*Given entries*:
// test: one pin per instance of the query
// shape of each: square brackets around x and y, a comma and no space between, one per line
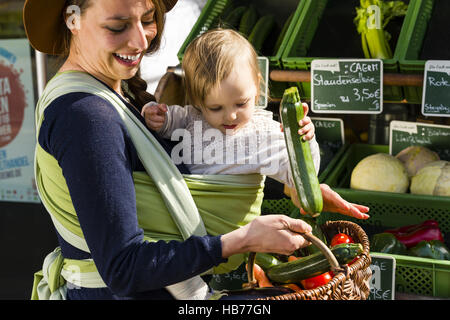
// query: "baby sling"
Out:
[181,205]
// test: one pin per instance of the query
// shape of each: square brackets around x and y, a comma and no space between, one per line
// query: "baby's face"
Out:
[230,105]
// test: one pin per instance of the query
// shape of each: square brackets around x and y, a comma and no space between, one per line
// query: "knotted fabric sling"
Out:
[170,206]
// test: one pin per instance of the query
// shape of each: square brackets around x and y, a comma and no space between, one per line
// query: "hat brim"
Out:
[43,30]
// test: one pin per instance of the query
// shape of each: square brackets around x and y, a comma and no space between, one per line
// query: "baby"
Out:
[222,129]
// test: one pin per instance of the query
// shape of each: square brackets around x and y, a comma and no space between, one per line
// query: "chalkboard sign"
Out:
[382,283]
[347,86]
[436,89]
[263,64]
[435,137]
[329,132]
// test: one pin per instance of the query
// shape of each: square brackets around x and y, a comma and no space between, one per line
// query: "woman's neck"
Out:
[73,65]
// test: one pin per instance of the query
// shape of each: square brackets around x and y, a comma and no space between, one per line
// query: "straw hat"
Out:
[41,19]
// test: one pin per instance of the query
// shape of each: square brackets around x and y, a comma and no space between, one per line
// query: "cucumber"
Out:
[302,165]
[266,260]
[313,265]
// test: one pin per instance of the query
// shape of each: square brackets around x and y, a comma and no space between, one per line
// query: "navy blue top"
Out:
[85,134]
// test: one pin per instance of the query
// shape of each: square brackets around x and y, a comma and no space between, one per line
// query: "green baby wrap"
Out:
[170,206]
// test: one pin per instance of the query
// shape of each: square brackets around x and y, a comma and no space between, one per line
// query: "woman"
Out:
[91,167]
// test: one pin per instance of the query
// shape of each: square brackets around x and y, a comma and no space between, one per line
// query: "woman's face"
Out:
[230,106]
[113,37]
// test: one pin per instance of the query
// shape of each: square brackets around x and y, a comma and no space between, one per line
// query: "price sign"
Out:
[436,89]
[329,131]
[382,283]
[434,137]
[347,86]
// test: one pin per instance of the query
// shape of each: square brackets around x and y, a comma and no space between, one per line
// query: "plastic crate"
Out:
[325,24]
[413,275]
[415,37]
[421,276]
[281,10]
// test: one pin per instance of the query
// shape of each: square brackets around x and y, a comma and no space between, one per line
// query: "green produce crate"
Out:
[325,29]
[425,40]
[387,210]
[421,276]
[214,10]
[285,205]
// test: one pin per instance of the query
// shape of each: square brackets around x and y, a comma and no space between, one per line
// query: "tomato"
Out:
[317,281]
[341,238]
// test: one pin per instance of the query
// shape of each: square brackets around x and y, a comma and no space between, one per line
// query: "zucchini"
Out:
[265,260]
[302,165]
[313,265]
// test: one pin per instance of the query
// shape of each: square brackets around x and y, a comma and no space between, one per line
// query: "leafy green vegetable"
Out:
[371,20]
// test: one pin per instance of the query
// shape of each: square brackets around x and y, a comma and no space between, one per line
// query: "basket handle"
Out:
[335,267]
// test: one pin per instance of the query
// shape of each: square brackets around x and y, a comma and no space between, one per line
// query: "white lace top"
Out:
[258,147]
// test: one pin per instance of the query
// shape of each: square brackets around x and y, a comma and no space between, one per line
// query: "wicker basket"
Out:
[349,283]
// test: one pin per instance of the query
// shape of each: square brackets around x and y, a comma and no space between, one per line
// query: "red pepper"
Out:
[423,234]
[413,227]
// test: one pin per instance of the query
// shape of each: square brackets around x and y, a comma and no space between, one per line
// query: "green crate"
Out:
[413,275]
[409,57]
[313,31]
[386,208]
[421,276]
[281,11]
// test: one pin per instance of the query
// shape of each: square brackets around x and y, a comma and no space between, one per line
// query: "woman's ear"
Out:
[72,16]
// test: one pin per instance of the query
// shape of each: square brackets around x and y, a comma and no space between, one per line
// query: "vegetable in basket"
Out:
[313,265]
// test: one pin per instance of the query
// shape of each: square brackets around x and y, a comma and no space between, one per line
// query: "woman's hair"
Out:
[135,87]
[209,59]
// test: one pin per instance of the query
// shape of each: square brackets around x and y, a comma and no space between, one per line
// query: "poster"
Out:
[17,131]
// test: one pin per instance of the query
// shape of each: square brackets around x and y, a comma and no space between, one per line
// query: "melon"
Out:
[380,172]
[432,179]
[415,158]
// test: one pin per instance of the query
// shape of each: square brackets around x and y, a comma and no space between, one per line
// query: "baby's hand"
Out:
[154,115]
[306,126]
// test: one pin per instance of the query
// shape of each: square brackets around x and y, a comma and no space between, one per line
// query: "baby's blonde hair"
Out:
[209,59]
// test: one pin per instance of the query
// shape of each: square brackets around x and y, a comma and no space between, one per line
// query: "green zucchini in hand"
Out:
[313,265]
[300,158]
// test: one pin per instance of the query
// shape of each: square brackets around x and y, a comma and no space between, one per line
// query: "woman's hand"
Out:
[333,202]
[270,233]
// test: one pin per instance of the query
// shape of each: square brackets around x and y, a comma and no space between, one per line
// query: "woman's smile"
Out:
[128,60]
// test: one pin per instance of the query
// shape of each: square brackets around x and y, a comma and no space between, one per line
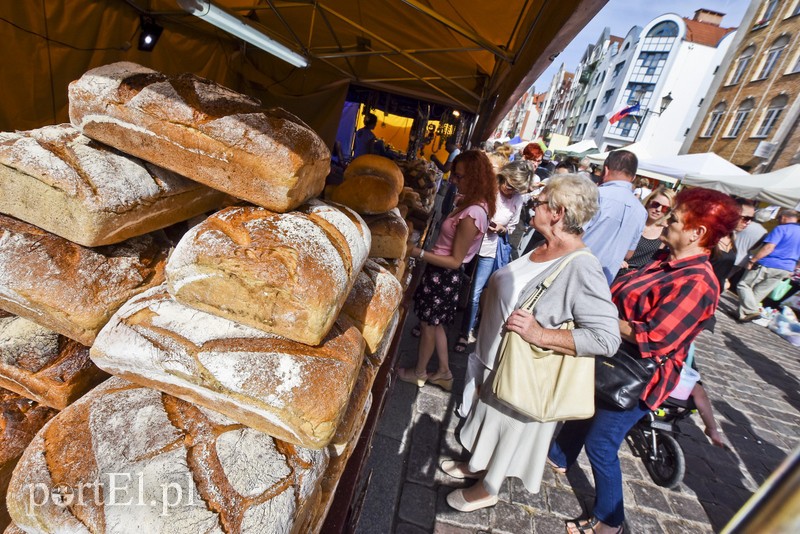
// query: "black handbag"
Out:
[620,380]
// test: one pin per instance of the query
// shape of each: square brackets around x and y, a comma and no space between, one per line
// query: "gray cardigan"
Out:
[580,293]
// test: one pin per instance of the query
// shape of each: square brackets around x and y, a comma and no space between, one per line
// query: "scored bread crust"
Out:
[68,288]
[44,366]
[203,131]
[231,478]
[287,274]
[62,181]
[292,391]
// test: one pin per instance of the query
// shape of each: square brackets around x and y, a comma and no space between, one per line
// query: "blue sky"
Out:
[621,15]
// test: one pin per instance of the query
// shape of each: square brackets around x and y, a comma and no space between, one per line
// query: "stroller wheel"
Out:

*Problem statement*: Pick out every line in the items above that contains the string "sign" and copy each line in full. Case counts.

*Response to the exercise*:
// query: "chalkboard sign"
// query: "price sign"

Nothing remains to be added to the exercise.